- [Given request]:
Reproduce the records below exactly as given.

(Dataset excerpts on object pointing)
-- Begin --

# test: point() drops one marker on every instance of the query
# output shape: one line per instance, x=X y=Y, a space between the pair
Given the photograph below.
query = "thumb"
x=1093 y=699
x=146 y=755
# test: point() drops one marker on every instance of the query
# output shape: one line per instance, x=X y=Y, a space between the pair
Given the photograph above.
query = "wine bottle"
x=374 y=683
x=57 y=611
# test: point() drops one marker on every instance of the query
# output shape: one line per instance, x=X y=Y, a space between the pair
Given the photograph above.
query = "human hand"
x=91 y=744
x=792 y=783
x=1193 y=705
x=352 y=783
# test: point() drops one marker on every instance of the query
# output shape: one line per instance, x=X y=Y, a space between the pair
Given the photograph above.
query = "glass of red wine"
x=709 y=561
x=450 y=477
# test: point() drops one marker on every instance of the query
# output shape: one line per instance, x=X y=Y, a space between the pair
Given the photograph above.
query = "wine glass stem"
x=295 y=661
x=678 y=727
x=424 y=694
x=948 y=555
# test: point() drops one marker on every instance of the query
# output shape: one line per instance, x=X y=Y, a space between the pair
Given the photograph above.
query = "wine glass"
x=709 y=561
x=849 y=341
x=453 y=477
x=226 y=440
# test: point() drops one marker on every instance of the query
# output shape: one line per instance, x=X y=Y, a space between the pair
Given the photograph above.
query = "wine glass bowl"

-- End --

- [Output for this exercise]:
# test: point() drops one marker on every instance of the query
# output shape: one line per instance, x=X y=Y, a space between the pair
Given the photograph below.
query = "thumb"
x=1093 y=699
x=146 y=755
# test: point() drops one marker on every instance of the query
# output shape: one line per instance, x=X y=Y, a space between the pair
Given the photograph above.
query = "wine bottle"
x=374 y=683
x=57 y=611
# test: point() drops one marker on every instance of the query
# output shape: one line per instance, x=X y=Y, a space between the pair
Given the photograph above.
query = "human hand"
x=91 y=744
x=792 y=783
x=1193 y=705
x=352 y=783
# test: point() drops one marker on every instance of the query
# output shape: one line per instance, x=X y=Y, a space between the pair
Given the photograph above.
query = "glass of red wine"
x=709 y=561
x=450 y=477
# test: point() drops one marker on every instance of the query
# output shape: one line per instance, x=X y=Y, a space between the pair
Given the photograph above.
query = "wine glass stem"
x=295 y=661
x=678 y=727
x=424 y=694
x=948 y=555
# test: point() drops one marker on every instance of the query
# output shape: one line per instance, x=X y=Y, a space between the pair
Given the photograph above.
query = "wine glass"
x=709 y=561
x=849 y=341
x=453 y=477
x=226 y=440
# test: point() drops one marker on every instance of the query
# output shape: one line per instance, x=X y=Y, a space between the pair
Given the photograph above.
query = "wine glass bowl"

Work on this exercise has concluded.